DIRECTIONS FOR THIS TASK
Pick out every line of the data below that contains the string "khaki". Case counts.

DATASET
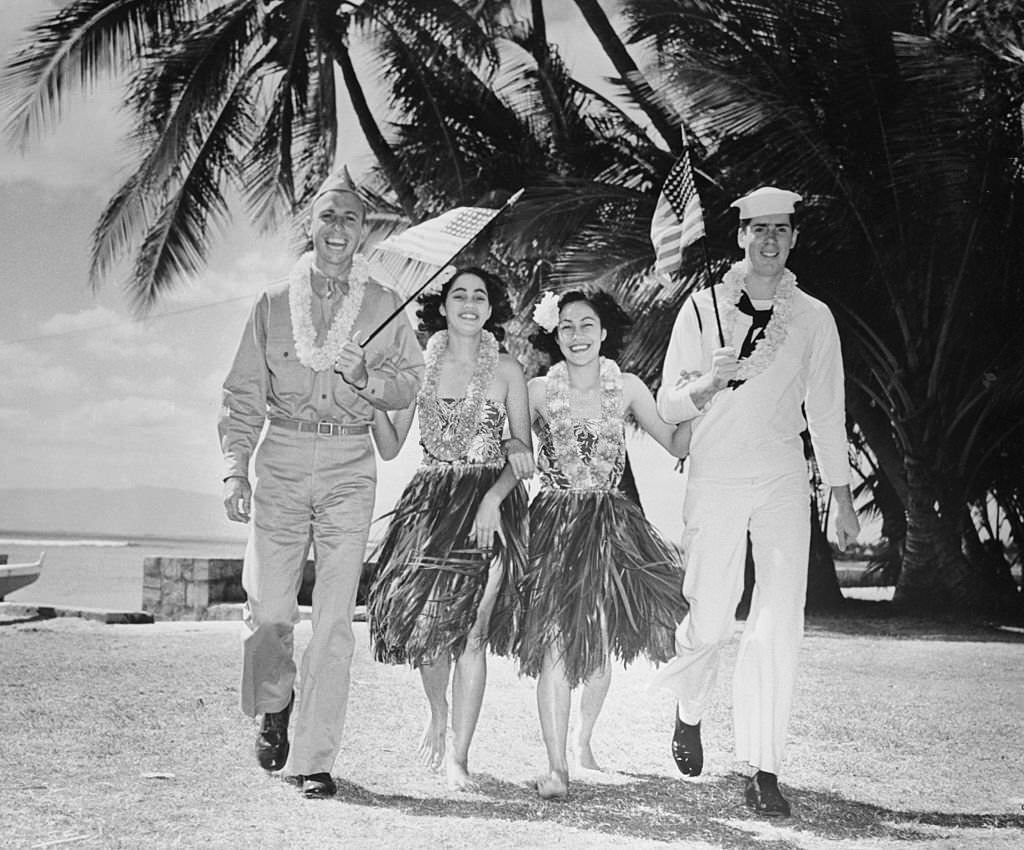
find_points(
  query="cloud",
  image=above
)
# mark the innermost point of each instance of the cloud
(108, 334)
(26, 371)
(128, 412)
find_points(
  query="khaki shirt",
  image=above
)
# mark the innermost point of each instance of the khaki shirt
(267, 380)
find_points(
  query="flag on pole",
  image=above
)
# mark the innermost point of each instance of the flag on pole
(410, 257)
(678, 219)
(435, 240)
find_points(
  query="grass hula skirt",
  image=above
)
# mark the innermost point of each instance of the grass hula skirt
(430, 578)
(600, 580)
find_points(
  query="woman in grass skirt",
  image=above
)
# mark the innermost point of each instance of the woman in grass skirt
(454, 555)
(601, 581)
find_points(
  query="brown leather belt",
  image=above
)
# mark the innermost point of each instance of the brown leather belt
(324, 428)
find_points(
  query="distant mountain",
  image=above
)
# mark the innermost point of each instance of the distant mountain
(158, 512)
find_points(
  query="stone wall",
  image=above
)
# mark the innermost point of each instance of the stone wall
(185, 588)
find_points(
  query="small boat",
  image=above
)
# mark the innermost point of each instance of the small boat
(16, 576)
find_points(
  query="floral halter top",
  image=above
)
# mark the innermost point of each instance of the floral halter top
(586, 433)
(485, 444)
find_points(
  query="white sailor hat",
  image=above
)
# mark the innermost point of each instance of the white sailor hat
(339, 180)
(766, 201)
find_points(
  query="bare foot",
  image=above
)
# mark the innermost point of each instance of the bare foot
(553, 785)
(585, 758)
(457, 774)
(431, 749)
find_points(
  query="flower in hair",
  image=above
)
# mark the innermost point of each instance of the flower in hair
(546, 311)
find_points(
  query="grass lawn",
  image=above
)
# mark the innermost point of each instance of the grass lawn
(905, 734)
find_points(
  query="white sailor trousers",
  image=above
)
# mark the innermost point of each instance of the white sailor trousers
(718, 514)
(318, 489)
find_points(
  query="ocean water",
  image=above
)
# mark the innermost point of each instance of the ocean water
(98, 572)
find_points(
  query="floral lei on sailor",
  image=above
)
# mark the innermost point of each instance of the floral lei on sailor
(453, 444)
(777, 327)
(596, 473)
(323, 357)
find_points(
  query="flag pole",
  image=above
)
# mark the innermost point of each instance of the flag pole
(504, 208)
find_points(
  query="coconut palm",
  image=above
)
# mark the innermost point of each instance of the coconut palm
(229, 98)
(901, 129)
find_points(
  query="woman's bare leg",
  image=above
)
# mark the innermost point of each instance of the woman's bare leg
(468, 685)
(592, 696)
(554, 698)
(435, 677)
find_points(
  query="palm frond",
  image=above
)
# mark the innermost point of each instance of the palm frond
(72, 48)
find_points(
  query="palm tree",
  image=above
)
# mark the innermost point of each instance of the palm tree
(229, 97)
(900, 127)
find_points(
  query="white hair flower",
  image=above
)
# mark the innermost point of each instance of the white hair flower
(546, 311)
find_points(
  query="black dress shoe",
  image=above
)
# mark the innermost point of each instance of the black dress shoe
(271, 742)
(764, 797)
(318, 785)
(686, 749)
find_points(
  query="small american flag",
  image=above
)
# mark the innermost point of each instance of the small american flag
(678, 219)
(437, 240)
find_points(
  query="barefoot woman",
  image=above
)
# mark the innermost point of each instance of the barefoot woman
(601, 580)
(455, 551)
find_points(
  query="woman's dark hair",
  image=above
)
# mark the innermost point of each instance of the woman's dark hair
(429, 311)
(613, 320)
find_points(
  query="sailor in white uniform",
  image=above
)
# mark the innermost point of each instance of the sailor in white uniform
(778, 372)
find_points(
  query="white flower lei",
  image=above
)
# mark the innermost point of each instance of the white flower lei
(595, 474)
(299, 300)
(454, 448)
(777, 327)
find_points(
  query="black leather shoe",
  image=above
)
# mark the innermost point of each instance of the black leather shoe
(686, 749)
(764, 797)
(271, 742)
(318, 787)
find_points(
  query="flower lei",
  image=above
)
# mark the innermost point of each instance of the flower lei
(581, 473)
(777, 327)
(452, 444)
(323, 357)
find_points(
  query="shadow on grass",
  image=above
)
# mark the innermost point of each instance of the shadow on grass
(869, 619)
(658, 808)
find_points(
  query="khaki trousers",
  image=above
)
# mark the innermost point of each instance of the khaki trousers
(718, 513)
(320, 490)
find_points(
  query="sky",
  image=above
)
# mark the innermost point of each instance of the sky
(92, 397)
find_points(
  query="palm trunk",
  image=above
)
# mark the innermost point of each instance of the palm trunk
(375, 138)
(935, 575)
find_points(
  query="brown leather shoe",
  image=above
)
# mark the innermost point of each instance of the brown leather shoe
(687, 749)
(764, 797)
(318, 787)
(271, 742)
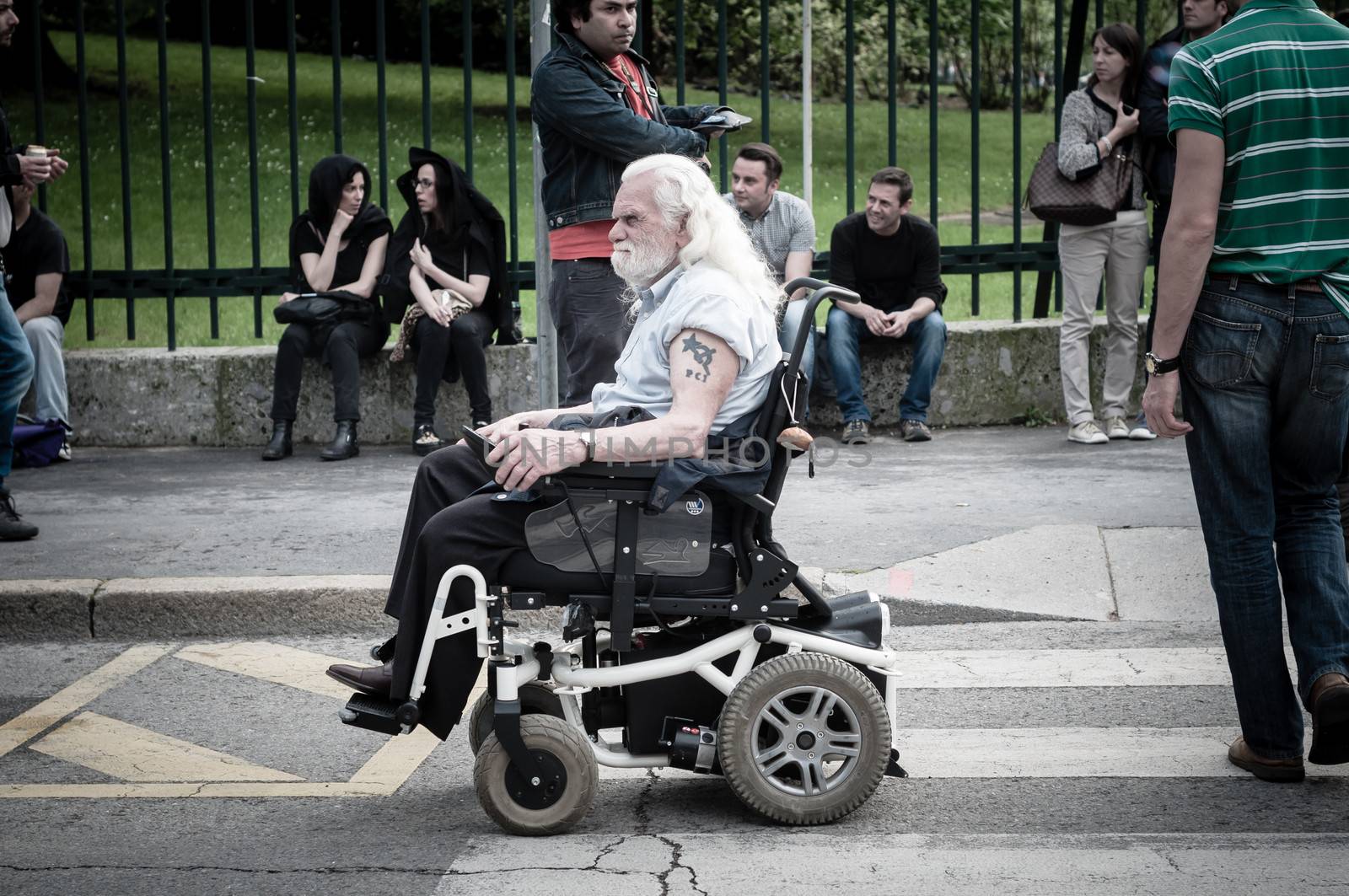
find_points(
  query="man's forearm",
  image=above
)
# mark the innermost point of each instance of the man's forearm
(1185, 258)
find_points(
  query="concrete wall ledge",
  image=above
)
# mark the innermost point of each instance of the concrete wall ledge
(993, 373)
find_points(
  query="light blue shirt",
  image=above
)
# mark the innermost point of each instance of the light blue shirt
(705, 298)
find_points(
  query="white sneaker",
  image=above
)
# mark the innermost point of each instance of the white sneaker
(1088, 433)
(1140, 431)
(1116, 428)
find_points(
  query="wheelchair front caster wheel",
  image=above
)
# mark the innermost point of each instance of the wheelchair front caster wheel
(535, 696)
(566, 770)
(804, 738)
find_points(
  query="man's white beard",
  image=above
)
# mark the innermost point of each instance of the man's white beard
(641, 262)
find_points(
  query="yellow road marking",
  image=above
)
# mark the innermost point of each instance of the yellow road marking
(132, 754)
(270, 663)
(27, 725)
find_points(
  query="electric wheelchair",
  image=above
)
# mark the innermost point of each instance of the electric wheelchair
(793, 703)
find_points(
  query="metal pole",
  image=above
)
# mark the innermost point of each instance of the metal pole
(125, 143)
(209, 139)
(932, 121)
(85, 202)
(427, 73)
(807, 130)
(721, 89)
(894, 87)
(766, 74)
(166, 173)
(467, 26)
(849, 108)
(336, 24)
(382, 103)
(540, 42)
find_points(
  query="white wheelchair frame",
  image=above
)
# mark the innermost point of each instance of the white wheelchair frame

CORRECT RESPONSE
  query="khaki shirt",
# mark the innermost point of each instance of the khaki shirt
  query="khaki trousers",
# mark the innermost point of each instance of the khaki trousers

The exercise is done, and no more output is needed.